◆ **Work to be completed**: Return precisely the opening lines of the listing below, ending with the line that contains "the man's shoulder".

------ Records for this task ------

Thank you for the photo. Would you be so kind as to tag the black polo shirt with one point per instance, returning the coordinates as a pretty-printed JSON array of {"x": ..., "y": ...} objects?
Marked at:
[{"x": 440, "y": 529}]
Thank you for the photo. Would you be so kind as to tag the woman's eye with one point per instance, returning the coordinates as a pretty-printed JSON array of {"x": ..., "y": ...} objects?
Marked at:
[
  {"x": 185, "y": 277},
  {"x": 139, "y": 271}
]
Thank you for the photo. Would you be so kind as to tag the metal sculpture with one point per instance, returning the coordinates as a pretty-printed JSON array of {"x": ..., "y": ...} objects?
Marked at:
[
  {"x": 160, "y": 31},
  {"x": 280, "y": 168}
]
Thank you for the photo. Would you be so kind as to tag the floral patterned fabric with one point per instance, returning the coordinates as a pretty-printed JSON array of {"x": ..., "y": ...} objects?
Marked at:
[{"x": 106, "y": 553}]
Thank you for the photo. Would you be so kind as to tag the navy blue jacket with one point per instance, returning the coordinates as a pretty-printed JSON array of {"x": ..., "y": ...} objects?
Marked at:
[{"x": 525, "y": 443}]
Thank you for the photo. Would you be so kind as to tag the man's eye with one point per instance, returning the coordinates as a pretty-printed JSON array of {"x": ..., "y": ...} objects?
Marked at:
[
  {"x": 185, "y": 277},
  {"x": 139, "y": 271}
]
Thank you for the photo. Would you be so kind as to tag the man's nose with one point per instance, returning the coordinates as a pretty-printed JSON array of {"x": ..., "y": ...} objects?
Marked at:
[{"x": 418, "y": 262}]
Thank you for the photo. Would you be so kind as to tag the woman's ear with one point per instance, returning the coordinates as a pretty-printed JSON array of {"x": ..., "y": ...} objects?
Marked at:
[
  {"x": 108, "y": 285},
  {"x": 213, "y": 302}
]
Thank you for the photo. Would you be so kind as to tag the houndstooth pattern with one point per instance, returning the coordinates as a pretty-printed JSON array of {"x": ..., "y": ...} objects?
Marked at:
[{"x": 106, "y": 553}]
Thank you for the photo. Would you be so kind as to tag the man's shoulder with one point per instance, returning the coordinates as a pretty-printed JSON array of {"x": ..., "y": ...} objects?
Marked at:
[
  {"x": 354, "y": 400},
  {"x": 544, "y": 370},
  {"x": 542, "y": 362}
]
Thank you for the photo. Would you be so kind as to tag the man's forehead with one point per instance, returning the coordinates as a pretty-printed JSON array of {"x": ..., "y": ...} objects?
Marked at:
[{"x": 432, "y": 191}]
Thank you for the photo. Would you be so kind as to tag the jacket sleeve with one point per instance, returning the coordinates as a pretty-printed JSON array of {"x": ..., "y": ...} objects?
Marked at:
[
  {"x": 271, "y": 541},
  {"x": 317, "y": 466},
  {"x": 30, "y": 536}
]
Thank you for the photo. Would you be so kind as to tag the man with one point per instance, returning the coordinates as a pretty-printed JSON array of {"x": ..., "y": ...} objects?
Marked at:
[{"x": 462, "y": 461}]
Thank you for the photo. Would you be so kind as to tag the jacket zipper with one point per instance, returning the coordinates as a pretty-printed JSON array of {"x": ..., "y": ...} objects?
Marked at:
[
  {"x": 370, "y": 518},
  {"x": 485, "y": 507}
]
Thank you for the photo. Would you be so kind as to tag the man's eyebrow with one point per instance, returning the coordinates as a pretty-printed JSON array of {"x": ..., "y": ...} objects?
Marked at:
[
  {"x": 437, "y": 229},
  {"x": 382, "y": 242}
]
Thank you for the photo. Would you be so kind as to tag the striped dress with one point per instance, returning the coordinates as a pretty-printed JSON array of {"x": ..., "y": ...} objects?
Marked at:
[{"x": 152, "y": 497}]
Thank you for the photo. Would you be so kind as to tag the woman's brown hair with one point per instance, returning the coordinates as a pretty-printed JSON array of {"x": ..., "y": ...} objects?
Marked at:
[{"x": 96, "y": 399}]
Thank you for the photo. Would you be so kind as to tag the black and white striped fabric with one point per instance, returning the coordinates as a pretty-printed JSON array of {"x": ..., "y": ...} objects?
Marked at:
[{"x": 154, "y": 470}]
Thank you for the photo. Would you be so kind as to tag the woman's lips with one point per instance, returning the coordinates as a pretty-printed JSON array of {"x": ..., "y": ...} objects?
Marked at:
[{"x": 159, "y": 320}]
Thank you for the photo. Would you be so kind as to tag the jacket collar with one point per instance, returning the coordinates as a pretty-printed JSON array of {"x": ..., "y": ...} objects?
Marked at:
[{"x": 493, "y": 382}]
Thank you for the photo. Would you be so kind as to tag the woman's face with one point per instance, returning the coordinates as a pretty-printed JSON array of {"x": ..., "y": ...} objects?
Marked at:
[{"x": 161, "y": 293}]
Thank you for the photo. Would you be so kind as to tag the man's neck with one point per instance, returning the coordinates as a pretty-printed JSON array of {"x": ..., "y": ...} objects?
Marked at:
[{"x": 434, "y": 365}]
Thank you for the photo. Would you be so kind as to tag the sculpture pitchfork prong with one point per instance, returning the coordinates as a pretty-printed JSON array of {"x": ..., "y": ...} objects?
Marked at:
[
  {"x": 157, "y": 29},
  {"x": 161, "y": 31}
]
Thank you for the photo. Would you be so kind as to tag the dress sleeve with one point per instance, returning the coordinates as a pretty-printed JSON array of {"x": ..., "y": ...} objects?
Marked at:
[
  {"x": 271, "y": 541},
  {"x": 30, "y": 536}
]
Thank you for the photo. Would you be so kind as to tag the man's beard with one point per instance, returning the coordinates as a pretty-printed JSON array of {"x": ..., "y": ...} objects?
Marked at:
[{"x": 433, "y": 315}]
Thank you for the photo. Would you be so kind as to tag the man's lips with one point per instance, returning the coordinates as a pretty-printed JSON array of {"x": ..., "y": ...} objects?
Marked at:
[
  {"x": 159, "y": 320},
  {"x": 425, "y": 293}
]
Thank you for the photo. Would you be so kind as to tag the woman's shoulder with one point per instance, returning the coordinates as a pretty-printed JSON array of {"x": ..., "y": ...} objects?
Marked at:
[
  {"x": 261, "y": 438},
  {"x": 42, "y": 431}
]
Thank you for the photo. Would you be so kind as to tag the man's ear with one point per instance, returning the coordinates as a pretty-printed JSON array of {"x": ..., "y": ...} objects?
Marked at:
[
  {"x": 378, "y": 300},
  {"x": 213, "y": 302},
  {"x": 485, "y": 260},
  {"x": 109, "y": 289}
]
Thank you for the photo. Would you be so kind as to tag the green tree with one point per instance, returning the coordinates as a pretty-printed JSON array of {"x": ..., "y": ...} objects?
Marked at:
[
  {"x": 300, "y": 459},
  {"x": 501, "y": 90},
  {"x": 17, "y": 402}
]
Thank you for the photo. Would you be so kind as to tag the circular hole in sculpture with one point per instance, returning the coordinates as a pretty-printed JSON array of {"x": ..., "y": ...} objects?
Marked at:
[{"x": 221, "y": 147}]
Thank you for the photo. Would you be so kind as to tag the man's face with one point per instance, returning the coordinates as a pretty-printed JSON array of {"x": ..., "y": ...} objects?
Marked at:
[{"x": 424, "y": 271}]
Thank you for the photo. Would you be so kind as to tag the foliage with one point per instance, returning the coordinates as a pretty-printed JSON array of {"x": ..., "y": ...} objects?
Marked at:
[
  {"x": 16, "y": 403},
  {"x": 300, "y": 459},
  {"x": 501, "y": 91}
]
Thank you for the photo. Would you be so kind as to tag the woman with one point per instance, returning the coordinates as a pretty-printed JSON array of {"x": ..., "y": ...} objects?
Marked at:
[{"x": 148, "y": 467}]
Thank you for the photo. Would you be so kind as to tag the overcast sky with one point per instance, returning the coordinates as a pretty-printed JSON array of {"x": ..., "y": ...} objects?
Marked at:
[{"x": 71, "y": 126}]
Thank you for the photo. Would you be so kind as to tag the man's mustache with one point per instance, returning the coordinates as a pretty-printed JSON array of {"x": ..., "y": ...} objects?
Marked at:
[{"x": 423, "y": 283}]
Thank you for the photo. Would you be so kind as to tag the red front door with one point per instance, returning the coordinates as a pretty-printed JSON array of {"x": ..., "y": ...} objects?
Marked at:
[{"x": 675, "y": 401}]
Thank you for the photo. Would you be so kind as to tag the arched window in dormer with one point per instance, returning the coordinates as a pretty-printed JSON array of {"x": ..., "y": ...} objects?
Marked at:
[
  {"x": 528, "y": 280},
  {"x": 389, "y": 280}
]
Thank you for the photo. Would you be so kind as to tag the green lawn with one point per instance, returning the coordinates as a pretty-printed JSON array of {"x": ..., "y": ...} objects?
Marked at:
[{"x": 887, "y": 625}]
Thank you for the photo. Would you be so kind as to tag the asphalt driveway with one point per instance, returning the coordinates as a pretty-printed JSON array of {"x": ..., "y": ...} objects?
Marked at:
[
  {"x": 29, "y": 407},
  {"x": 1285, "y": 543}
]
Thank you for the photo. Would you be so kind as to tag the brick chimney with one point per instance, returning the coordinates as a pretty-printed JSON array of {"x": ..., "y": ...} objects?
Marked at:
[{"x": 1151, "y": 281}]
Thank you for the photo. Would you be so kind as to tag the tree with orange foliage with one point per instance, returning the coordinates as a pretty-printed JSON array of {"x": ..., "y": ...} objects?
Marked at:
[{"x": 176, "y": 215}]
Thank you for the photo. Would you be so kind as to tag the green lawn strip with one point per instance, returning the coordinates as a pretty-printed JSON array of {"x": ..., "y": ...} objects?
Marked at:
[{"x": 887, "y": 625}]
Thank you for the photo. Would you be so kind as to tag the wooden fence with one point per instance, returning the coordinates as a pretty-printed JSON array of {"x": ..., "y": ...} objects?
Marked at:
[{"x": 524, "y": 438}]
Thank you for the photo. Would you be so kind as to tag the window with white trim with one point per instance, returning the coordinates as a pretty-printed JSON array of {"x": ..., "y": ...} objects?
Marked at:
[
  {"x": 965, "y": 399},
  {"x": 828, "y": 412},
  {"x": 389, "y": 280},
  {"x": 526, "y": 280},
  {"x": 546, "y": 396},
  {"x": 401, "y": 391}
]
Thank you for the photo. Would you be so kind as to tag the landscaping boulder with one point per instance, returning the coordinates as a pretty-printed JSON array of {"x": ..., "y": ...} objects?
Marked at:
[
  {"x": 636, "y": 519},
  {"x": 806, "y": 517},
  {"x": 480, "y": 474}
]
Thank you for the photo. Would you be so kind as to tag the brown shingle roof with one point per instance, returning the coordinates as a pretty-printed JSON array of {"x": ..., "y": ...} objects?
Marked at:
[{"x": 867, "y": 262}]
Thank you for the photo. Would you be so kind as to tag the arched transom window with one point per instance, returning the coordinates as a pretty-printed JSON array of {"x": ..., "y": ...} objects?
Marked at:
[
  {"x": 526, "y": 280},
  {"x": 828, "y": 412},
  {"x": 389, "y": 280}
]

------

◆ **Written response**:
Thank you for the photo. Would you be so kind as to tag the black polo shirt with one point per instance, returning the coordinates as a pretty-printed JSON array of {"x": ..., "y": ...} objects?
Marked at:
[{"x": 440, "y": 529}]
Thank you for the photo. Would you be so kind as to tag the woman's eye with one point per instance, returning the coordinates as a pretty-printed JSON array of {"x": ..., "y": ...} objects?
Marked at:
[
  {"x": 185, "y": 277},
  {"x": 139, "y": 271}
]
Thank you for the photo. Would you be so kind as to tag the metal sculpture with one point per instance, returning the coordinates as a pretty-printed JSON array of {"x": ..., "y": ...} objects?
Marked at:
[
  {"x": 160, "y": 31},
  {"x": 280, "y": 168}
]
Thank you for the photo. Would you be so kind as to tag the floral patterned fabric with one point per instance, returning the coordinates as a pretty-printed JSON array of {"x": ..., "y": ...} objects?
Marked at:
[{"x": 106, "y": 553}]
Thank you for the photo. Would you be so kind as to tag the navy blue jacket with one point per instance, returning the coordinates as a pretty-printed JSON array of {"x": ..., "y": ...} objects?
Marked at:
[{"x": 525, "y": 443}]
Thank you for the photo. Would you be so kind as to tag the man's eye with one point per instance, returning the coordinates as a pretty-printed JSON array of {"x": ..., "y": ...} objects?
Marked at:
[
  {"x": 185, "y": 277},
  {"x": 139, "y": 271}
]
Thank you for the photo. Would you be so kind as to tag the man's nose with one point per instance, returning the coordinates as a pretty-printed JSON array of {"x": ..., "y": ...} objects?
Marked at:
[{"x": 418, "y": 262}]
Thank you for the photo. Would you be so kind as to tag the woman's ear with one point per instance, returning the coordinates as a pretty-printed JSON array of {"x": ..., "y": ...} objects?
Marked at:
[
  {"x": 108, "y": 285},
  {"x": 213, "y": 302}
]
Thank you for the photo. Would you be so kind as to tag the houndstooth pattern with one point per instance, returning the coordinates as a pretty-printed JSON array of {"x": ..., "y": ...} objects?
Marked at:
[{"x": 106, "y": 553}]
Thank you for the photo. Would you be so kind as to tag the man's shoulder with one point per instance, returning the coordinates as a pretty-printed JSON array of {"x": ..., "y": ...} objects?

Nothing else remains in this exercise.